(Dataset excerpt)
□ □ □ □
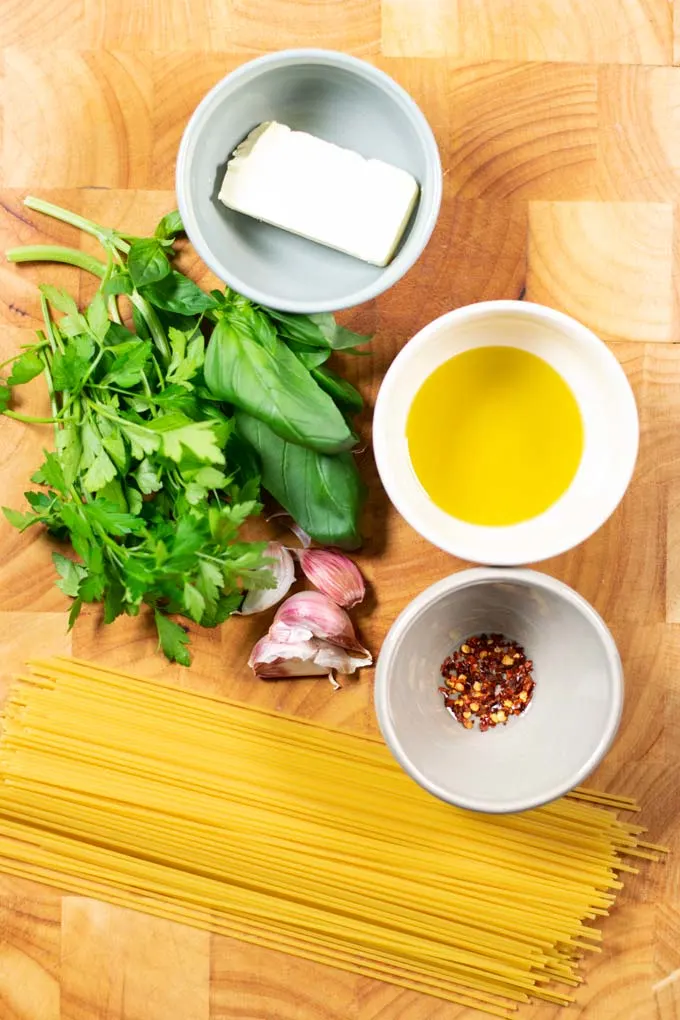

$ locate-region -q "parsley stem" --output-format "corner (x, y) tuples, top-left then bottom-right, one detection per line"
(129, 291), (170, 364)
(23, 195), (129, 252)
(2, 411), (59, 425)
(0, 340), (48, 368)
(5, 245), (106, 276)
□ □ □ □
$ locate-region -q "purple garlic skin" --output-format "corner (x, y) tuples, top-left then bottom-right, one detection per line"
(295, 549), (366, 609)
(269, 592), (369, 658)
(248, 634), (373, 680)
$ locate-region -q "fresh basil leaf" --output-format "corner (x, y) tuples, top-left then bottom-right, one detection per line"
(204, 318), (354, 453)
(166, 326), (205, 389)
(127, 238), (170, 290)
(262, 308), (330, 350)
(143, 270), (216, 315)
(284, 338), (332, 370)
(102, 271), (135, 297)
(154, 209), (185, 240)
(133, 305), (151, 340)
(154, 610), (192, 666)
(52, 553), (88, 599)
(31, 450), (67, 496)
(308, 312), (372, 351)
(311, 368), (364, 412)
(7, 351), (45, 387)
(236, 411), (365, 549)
□ □ □ □
* [Exercise]: Count the lines in the records that contain the string "output" and reply with the number alone.

* [Exercise response]: 3